*Extract to read*:

[BEGIN]

Saturday, January 04, 2014

Luther: Christians Are Allowed to Marry Their Nieces?

Here's one from the Catholic Answers Forums concerning marriage and the degrees of consanguinity:
...why would Luther feel compelled to write about marriage and challenge/refute so much of what had been considered Christian marriage for centuries? Do we as modern day Christians think he was right about Christians being allowed to marry our nieces, or do we feel that Luther was way off base here? Did this nuttiness have an impact on the culture? You bet it did.
These questions were asked along with the posting of Luther's The Persons Related By Consanguinity and Affinity Who Are Forbidden To Marry According To Scriptures, Leviticus 18 (LW 45:3-7) was posted. Marriage in the 16th Century was a complicated topic, and these questions / conclusions appear to be based on Luther writing "From this it follows that with a good conscience before God I may marry the child of my brother or sister, or my stepmother's sister" found in the link above.

The simple answer to the above questions is that the Roman church had developed an entire legal system from the preceding centuries, particularly with the development of canon law during the late eleventh through thirteenth centuries.  Canon law had determined which people could marry, and often these rules had no scriptural basis. Luther sought to define whom was allowed to marry based on Scripture (i.e., Leviticus 18). The important question to ask is not whether or not Luther was "off  base" or engaging in "nuttiness," but rather whether or not (or to what degree) a society should follow Levitical law in defining marriage. If one should not keep Levitical law, isn't that saying that one is allowed to basically marry anyone?  Certainly Luther was not in favor of keeping the law of Moses. On the other hand, Luther saw that the laws in Leviticus 18 set up natural law guidelines for marriage. In a letter commenting on Lev. 18:16, Luther states:
You will reply: If someone continues this argumentation then he will end up teaching that we also are not prevented by any law of God from marrying daughters, sisters, or mothers, since the law of Moses prohibits this, but the law of Moses now no longer binds us Gentiles. I answer that such marriages are prohibited and considered incestuous by natural law. This is sufficiently proven by the fact that in Scripture before, during, and after [the time in which] the law [of Moses was valid,] no example [for the permission of such marriages] can be found, and without example and law nothing may be undertaken. Precisely by this fact God has sufficiently demonstrated that he condemns such marriages. But there are laws and examples for marrying your deceased brother’s wife. (LW 50:37)

[END]

*Aim 1*: From the listing, reproduce word for word every line starting at the line that contains "Indicate the water" and ending after the line that contains "x=650, y=231".
The post above on Luther and marriage is unrelated to the listing.

*Given data*:
[BEGIN]

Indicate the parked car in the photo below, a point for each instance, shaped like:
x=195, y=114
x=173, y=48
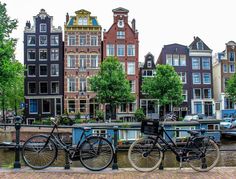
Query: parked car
x=191, y=117
x=228, y=123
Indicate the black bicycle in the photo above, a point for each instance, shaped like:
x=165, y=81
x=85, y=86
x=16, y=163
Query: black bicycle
x=94, y=152
x=146, y=154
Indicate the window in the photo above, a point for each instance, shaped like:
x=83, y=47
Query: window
x=46, y=106
x=198, y=107
x=200, y=46
x=33, y=106
x=43, y=70
x=185, y=95
x=43, y=87
x=55, y=88
x=71, y=106
x=54, y=69
x=225, y=68
x=72, y=40
x=31, y=55
x=132, y=107
x=110, y=50
x=42, y=54
x=54, y=40
x=132, y=86
x=31, y=71
x=83, y=21
x=197, y=93
x=94, y=40
x=120, y=35
x=31, y=40
x=42, y=40
x=196, y=78
x=182, y=60
x=71, y=84
x=149, y=64
x=195, y=63
x=82, y=62
x=131, y=50
x=206, y=63
x=94, y=61
x=169, y=59
x=43, y=27
x=183, y=77
x=123, y=107
x=71, y=61
x=131, y=68
x=82, y=84
x=54, y=54
x=82, y=40
x=82, y=106
x=175, y=60
x=207, y=93
x=31, y=88
x=120, y=50
x=231, y=68
x=231, y=56
x=206, y=78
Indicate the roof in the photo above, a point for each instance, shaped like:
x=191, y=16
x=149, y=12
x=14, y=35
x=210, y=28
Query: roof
x=194, y=46
x=120, y=9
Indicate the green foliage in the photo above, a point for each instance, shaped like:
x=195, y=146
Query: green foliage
x=231, y=88
x=139, y=115
x=111, y=84
x=165, y=86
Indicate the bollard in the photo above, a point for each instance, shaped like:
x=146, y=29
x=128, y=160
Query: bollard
x=115, y=165
x=67, y=163
x=18, y=120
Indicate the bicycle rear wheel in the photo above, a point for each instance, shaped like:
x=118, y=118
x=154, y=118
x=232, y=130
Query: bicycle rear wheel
x=143, y=156
x=37, y=153
x=96, y=153
x=209, y=159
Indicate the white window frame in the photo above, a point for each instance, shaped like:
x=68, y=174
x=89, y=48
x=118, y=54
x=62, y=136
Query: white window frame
x=40, y=87
x=199, y=78
x=203, y=79
x=56, y=71
x=41, y=29
x=28, y=44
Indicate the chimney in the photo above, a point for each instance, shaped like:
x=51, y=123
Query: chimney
x=28, y=25
x=133, y=25
x=67, y=17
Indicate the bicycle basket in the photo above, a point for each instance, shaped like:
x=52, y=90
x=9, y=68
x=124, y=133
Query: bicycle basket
x=150, y=127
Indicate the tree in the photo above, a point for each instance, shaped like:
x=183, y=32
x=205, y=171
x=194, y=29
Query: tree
x=111, y=84
x=9, y=68
x=165, y=86
x=231, y=88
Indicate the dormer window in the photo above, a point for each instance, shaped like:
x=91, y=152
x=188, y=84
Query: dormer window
x=200, y=46
x=83, y=21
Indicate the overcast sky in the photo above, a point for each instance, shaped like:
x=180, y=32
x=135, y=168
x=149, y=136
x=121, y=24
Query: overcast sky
x=159, y=22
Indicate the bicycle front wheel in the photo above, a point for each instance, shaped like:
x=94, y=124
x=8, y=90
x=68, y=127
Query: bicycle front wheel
x=206, y=156
x=38, y=152
x=144, y=156
x=96, y=153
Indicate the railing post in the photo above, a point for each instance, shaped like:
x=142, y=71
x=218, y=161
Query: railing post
x=18, y=120
x=115, y=165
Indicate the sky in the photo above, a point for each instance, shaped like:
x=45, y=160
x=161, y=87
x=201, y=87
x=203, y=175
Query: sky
x=159, y=22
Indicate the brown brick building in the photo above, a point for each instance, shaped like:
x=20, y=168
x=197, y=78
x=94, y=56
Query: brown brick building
x=121, y=40
x=82, y=58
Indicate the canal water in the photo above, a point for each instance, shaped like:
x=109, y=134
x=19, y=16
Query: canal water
x=228, y=158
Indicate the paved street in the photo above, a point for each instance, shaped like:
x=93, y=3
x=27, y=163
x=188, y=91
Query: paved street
x=60, y=173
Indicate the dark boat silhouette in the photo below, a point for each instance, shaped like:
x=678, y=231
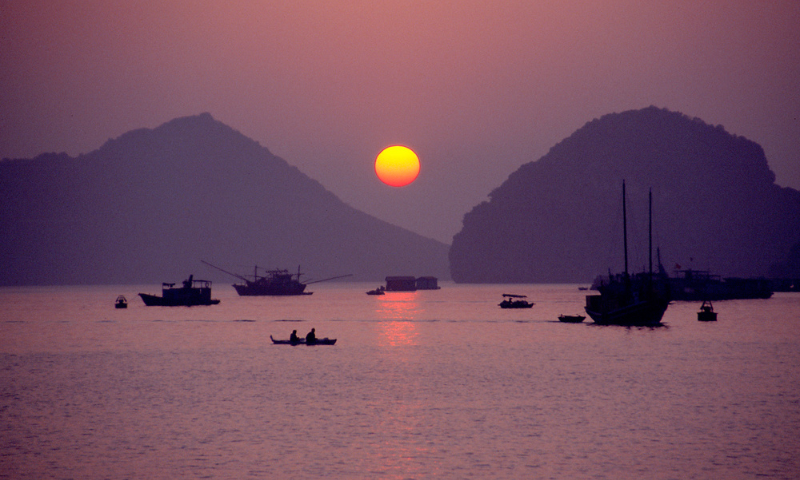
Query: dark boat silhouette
x=121, y=302
x=302, y=341
x=631, y=300
x=571, y=318
x=192, y=292
x=694, y=285
x=274, y=283
x=707, y=313
x=515, y=301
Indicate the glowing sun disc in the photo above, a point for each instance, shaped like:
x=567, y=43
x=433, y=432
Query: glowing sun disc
x=397, y=166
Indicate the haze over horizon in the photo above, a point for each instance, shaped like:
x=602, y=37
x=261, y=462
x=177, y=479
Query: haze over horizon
x=477, y=89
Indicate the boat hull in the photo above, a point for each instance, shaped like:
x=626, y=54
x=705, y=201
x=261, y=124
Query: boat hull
x=646, y=313
x=156, y=301
x=302, y=341
x=255, y=290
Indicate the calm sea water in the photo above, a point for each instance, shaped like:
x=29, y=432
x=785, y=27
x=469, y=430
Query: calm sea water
x=431, y=384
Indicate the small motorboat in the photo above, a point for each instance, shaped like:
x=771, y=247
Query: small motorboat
x=121, y=302
x=707, y=313
x=302, y=341
x=515, y=301
x=571, y=318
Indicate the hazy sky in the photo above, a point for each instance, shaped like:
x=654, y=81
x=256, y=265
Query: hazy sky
x=475, y=88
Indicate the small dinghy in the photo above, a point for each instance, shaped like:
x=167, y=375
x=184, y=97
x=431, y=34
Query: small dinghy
x=571, y=318
x=302, y=341
x=707, y=313
x=121, y=302
x=515, y=301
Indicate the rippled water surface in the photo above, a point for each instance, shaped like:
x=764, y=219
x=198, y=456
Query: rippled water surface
x=440, y=384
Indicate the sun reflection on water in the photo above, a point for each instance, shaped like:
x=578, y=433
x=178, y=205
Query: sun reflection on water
x=400, y=308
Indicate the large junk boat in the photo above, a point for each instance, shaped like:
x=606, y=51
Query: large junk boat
x=274, y=283
x=192, y=292
x=631, y=300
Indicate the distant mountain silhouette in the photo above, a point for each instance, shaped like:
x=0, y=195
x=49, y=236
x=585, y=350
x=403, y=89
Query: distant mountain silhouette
x=559, y=219
x=148, y=206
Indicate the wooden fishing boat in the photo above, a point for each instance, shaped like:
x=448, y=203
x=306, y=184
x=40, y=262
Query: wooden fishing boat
x=192, y=292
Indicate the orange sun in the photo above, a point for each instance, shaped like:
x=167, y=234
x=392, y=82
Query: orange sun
x=397, y=166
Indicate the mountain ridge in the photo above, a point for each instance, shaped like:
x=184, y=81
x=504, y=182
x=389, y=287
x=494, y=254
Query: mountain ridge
x=558, y=219
x=146, y=206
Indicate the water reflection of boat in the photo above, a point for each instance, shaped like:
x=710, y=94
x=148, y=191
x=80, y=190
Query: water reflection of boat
x=515, y=301
x=192, y=292
x=571, y=318
x=302, y=341
x=707, y=313
x=631, y=300
x=121, y=302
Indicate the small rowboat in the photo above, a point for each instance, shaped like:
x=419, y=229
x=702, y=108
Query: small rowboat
x=302, y=341
x=121, y=302
x=707, y=313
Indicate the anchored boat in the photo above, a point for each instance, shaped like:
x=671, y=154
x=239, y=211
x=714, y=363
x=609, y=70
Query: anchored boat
x=515, y=301
x=192, y=292
x=274, y=283
x=631, y=300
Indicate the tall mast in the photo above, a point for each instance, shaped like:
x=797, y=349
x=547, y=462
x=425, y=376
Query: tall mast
x=625, y=227
x=650, y=231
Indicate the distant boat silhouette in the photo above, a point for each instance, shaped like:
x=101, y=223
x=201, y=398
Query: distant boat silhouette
x=707, y=313
x=515, y=301
x=274, y=283
x=638, y=300
x=121, y=302
x=191, y=293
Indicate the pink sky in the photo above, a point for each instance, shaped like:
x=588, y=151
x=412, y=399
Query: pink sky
x=475, y=88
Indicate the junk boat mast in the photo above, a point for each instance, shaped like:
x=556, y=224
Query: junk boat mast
x=274, y=283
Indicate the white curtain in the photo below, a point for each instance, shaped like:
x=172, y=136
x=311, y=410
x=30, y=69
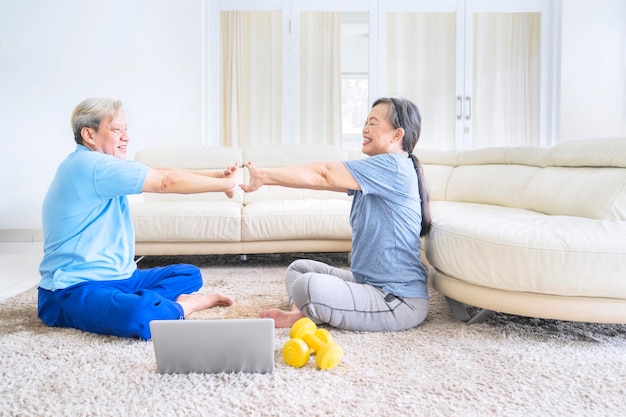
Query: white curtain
x=251, y=78
x=421, y=66
x=506, y=85
x=320, y=78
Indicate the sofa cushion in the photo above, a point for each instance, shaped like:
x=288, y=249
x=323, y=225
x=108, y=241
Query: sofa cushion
x=520, y=250
x=278, y=156
x=295, y=219
x=201, y=158
x=187, y=221
x=595, y=193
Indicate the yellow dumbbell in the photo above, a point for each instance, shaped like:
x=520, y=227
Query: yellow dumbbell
x=307, y=339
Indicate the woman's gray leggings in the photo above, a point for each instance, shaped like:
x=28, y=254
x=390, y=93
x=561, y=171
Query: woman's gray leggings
x=329, y=295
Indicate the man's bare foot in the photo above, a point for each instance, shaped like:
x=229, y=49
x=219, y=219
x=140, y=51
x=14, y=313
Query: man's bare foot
x=282, y=318
x=198, y=302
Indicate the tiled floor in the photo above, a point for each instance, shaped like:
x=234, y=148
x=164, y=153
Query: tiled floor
x=19, y=267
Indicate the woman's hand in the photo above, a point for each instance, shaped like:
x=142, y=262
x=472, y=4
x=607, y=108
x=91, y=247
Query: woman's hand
x=255, y=179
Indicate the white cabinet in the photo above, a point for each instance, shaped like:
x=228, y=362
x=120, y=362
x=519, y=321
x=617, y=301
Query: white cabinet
x=481, y=71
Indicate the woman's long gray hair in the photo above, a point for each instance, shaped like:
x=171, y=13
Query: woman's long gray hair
x=404, y=114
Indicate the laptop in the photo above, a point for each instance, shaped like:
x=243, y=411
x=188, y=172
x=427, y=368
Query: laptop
x=212, y=346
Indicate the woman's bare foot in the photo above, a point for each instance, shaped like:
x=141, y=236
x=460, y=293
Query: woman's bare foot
x=198, y=302
x=282, y=318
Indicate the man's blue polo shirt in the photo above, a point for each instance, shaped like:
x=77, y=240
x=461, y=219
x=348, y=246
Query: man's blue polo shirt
x=87, y=227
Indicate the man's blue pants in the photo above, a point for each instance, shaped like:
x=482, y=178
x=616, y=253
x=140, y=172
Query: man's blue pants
x=121, y=307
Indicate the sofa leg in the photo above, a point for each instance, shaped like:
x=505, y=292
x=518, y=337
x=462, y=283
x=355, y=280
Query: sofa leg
x=460, y=312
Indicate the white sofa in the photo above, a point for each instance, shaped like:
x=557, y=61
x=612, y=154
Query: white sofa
x=529, y=231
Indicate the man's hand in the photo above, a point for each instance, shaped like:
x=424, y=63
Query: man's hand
x=230, y=171
x=255, y=179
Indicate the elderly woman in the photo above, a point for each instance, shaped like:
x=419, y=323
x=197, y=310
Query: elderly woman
x=385, y=290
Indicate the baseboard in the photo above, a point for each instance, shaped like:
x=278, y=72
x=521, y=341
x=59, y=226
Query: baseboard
x=21, y=235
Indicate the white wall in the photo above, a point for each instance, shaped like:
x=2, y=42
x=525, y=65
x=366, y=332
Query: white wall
x=53, y=54
x=149, y=53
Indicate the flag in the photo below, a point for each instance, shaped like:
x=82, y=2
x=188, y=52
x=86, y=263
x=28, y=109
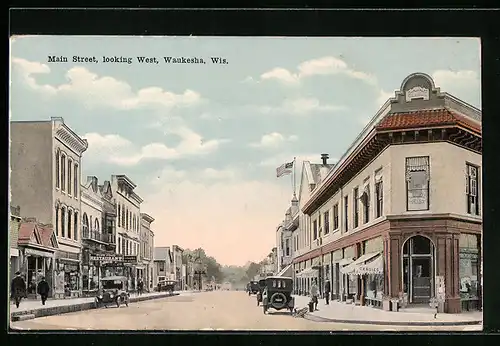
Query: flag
x=284, y=169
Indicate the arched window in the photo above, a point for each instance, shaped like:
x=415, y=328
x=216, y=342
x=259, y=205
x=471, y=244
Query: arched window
x=85, y=225
x=63, y=222
x=58, y=170
x=70, y=223
x=75, y=228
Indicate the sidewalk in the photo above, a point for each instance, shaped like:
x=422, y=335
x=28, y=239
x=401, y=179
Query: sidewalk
x=349, y=313
x=34, y=308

[END]

*Aim 2*: Quote the post on Luther and marriage verbatim, starting at the words "These questions were" and stopping after the words "the link above.".

*Correct result 1*:
Indicate the water reflection of boat in the photo above, a point for each instance, shaped like:
x=710, y=94
x=148, y=191
x=80, y=190
Query: water reflection of boat
x=515, y=301
x=192, y=292
x=571, y=318
x=302, y=341
x=707, y=313
x=631, y=300
x=121, y=302
Indicate the small rowboat in the photo above, a point for each instance, shaped like:
x=419, y=229
x=702, y=108
Query: small rowboat
x=302, y=341
x=121, y=302
x=707, y=313
Indicate the anchored boat in the photo above, a point for each instance, shaped like:
x=671, y=154
x=239, y=211
x=714, y=363
x=609, y=70
Query: anchored boat
x=515, y=301
x=192, y=292
x=274, y=283
x=631, y=300
Indicate the tall mast in the photo above, a point for each instance, shaped like:
x=797, y=349
x=547, y=462
x=425, y=376
Query: tall mast
x=625, y=227
x=650, y=231

*Correct result 2*:
These questions were asked along with the posting of Luther's The Persons Related By Consanguinity and Affinity Who Are Forbidden To Marry According To Scriptures, Leviticus 18 (LW 45:3-7) was posted. Marriage in the 16th Century was a complicated topic, and these questions / conclusions appear to be based on Luther writing "From this it follows that with a good conscience before God I may marry the child of my brother or sister, or my stepmother's sister" found in the link above.